Your objective | Rewrite the rows starting at the line that contains "For the benchmark, mark every instance of the tree line" and ending at the last line of the rows, with "benchmark" replaced by "evaluation" and everything else unchanged.

* START Dataset excerpts *

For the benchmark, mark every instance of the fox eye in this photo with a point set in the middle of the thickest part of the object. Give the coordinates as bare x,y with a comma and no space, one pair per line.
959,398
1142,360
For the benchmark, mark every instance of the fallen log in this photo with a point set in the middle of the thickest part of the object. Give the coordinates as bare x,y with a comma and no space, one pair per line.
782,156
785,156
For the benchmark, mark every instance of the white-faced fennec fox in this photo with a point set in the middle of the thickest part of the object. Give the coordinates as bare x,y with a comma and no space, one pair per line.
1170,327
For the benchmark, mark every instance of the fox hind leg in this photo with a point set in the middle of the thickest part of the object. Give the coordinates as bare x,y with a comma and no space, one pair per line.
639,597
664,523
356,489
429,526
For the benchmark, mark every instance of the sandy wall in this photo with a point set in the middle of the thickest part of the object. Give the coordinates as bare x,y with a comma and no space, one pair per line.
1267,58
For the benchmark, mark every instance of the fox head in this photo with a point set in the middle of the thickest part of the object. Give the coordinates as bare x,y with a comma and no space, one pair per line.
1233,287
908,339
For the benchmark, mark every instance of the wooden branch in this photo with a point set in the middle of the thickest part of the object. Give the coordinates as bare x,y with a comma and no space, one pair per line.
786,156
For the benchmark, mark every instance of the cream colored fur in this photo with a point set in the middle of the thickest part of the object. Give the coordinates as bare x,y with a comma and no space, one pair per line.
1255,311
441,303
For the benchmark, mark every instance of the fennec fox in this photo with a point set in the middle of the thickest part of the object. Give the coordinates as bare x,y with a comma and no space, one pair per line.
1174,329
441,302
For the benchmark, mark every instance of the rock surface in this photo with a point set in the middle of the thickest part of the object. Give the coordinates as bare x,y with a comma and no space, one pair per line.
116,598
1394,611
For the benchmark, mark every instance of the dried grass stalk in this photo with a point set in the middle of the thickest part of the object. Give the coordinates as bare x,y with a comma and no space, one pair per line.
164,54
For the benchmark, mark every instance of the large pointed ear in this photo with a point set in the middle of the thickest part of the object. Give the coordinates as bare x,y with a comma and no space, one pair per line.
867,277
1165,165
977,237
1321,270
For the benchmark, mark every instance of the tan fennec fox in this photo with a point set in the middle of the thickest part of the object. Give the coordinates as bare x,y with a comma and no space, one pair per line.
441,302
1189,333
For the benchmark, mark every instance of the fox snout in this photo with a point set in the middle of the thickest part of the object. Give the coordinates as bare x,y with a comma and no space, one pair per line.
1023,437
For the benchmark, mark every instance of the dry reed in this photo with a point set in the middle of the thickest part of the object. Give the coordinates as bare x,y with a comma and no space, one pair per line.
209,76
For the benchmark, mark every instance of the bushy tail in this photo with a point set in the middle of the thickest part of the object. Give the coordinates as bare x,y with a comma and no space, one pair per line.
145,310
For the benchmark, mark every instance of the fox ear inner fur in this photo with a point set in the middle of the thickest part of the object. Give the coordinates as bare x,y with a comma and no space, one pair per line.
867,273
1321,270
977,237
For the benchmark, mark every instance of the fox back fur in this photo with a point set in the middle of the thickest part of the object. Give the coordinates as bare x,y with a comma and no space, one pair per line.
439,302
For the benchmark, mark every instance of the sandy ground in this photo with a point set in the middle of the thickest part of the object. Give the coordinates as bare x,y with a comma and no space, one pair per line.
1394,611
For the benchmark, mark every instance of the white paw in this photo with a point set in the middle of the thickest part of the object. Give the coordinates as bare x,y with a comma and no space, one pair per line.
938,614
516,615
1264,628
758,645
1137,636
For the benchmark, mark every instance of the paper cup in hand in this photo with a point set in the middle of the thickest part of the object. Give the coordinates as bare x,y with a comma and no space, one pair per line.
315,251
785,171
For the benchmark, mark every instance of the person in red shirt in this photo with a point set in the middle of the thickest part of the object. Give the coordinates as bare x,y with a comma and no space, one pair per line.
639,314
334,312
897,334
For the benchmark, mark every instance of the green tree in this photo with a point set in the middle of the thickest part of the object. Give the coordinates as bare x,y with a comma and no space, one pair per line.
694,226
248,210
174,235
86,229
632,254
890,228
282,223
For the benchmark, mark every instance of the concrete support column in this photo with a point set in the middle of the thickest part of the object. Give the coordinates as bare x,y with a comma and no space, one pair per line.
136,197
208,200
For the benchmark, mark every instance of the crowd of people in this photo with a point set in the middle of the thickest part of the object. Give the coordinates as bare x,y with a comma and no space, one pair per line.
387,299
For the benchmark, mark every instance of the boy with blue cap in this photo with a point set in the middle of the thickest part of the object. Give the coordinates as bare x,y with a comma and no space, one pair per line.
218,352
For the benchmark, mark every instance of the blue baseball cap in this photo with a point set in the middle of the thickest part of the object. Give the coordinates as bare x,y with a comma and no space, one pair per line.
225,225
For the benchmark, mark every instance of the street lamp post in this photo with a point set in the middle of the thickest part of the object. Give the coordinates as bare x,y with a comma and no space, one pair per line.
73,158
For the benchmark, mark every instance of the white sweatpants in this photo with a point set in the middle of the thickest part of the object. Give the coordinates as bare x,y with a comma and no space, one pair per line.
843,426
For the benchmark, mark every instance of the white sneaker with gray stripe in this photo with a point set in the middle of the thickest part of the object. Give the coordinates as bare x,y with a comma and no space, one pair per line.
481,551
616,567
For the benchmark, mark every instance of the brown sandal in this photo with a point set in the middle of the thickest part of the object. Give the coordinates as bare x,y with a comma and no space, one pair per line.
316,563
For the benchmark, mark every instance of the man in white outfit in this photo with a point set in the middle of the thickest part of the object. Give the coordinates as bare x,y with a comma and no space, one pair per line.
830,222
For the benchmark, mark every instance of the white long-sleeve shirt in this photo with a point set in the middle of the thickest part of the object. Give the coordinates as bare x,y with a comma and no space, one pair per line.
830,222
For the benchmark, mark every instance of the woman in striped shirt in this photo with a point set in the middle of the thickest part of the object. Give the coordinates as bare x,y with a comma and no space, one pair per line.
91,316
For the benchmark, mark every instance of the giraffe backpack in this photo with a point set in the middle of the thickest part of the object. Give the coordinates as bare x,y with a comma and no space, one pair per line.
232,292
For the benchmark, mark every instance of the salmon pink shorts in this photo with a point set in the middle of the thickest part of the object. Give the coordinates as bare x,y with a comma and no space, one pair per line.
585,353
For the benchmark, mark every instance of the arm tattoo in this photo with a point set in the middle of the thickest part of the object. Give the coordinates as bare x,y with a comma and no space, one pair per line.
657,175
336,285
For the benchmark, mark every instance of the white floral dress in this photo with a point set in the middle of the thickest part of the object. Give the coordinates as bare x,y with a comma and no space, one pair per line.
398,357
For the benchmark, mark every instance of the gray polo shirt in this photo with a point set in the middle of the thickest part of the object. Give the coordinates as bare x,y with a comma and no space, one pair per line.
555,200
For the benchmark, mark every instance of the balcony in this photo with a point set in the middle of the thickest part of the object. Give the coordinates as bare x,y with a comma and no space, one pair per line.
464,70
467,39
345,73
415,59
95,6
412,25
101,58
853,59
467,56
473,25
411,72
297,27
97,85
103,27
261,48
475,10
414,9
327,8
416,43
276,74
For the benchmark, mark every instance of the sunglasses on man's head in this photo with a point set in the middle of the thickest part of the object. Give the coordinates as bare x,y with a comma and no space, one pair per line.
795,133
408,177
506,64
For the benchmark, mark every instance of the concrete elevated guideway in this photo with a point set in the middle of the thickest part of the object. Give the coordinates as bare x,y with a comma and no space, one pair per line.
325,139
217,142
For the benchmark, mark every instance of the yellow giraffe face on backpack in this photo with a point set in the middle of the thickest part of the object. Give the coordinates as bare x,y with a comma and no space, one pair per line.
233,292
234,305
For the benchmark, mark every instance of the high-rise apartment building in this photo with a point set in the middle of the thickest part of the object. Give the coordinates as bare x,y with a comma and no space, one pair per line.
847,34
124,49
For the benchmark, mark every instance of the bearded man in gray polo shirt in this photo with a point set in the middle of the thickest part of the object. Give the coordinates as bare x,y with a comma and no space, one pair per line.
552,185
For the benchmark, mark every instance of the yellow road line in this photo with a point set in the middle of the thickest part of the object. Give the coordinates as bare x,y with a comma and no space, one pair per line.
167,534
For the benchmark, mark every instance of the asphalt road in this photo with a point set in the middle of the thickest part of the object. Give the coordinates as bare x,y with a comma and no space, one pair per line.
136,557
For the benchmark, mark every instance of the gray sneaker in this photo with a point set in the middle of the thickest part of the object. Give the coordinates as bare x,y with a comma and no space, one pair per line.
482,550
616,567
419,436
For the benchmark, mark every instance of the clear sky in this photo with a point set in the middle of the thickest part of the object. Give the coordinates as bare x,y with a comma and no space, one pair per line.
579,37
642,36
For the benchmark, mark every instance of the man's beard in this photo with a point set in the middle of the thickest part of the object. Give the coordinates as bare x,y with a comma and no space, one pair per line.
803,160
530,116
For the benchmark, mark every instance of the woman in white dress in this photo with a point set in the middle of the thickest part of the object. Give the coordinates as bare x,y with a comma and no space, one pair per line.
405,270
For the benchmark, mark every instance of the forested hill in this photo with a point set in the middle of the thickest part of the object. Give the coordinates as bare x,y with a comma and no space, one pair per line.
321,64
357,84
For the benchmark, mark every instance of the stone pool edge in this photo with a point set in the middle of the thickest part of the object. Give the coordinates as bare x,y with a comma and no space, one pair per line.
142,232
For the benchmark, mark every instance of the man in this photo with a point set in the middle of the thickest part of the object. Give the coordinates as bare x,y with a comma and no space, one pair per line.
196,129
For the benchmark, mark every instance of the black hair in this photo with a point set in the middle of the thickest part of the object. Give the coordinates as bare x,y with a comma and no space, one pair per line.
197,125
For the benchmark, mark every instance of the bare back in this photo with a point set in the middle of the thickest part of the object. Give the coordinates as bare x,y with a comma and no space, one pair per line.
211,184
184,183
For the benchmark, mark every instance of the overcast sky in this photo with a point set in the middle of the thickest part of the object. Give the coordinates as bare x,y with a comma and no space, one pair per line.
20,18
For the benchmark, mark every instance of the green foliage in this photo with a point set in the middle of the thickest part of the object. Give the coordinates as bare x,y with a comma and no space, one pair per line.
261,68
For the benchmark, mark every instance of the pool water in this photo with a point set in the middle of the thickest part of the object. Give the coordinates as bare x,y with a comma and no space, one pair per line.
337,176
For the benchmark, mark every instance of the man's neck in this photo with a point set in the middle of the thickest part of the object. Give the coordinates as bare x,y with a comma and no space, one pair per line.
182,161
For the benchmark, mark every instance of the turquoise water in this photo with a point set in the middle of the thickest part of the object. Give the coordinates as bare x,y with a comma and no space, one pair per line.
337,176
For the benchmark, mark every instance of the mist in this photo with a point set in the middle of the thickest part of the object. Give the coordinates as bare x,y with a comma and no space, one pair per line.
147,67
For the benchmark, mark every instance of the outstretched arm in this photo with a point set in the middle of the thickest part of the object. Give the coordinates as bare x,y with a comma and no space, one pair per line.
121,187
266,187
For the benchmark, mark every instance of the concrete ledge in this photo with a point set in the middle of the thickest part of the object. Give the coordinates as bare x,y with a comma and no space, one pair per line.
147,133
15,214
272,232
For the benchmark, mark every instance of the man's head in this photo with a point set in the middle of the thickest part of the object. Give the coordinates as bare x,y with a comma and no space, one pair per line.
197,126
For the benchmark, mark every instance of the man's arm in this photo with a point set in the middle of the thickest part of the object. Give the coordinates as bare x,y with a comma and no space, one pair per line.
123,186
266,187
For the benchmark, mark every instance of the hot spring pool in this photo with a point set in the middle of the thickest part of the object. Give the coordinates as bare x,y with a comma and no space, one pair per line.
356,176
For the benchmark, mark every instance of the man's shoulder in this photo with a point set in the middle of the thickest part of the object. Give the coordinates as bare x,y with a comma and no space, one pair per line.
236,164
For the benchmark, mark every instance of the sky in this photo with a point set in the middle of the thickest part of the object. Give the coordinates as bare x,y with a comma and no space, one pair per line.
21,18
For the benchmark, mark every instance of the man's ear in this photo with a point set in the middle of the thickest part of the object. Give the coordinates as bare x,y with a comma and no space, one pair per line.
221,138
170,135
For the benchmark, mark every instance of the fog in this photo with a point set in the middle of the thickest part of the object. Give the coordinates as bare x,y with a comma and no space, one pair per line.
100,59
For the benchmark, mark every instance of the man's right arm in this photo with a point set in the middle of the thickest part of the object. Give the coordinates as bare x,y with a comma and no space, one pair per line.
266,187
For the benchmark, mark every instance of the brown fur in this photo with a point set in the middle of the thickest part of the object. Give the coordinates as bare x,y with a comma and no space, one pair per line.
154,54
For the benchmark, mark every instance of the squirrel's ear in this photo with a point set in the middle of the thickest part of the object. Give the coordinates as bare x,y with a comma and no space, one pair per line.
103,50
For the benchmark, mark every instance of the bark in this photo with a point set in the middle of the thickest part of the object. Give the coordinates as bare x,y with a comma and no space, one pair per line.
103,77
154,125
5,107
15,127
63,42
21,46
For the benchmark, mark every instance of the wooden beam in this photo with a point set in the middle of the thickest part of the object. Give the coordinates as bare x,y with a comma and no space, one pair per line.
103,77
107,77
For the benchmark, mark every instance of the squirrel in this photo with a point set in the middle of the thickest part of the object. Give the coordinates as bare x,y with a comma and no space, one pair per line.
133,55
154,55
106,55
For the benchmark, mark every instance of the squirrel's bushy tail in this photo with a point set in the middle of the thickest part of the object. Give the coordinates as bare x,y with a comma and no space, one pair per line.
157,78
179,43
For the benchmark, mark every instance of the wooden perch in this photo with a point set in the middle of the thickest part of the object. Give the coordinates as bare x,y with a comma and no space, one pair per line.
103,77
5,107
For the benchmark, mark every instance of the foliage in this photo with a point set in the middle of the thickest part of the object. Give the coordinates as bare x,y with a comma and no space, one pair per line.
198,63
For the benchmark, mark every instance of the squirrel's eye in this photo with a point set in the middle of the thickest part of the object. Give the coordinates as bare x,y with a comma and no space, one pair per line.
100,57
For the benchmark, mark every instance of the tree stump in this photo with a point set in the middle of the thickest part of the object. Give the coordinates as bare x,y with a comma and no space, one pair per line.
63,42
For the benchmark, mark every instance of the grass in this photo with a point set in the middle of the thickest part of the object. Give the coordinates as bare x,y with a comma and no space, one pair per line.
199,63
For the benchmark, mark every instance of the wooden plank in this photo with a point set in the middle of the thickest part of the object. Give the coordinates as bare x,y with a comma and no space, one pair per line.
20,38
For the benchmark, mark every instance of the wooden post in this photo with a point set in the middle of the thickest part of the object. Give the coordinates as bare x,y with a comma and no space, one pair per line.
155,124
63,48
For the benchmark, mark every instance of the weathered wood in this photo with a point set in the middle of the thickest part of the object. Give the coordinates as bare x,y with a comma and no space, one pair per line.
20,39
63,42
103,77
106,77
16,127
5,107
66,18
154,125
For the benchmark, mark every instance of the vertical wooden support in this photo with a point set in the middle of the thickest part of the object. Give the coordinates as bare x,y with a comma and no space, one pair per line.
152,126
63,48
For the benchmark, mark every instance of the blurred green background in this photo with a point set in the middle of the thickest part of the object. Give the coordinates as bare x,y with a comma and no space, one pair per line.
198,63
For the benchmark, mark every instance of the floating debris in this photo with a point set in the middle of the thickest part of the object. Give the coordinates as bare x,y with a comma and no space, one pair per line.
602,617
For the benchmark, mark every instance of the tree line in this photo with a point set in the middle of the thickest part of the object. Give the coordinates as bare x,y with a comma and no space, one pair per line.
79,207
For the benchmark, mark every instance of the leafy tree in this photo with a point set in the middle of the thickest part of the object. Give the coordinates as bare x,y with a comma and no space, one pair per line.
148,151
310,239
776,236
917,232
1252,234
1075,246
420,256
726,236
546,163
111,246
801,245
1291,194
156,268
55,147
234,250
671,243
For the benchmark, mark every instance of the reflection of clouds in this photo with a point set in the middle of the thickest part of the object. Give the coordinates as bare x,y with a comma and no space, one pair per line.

* END Dataset excerpts *

Finished task |
For the evaluation, mark every instance of the tree line in this photo with a point set in the middle of the thickest part of the object. Give the coordinates as bare x,y with a comma and no space, one pair per line.
79,207
For the evaluation, mark every instance of the leafy tree in this photo with a point set in the middle of the thickest part of the object. Give the coordinates as bare x,y with a comma and no space, one pair per line.
148,151
310,239
776,236
917,232
1252,234
1075,246
420,256
726,236
546,163
111,246
801,245
1291,194
156,268
55,147
234,250
671,243
For the evaluation, mark every instance of the reflection of clouds in this photo with a point set in the middle of the thickest part of the object. Give the coordinates as bare x,y with a comma and no space, one pair per line.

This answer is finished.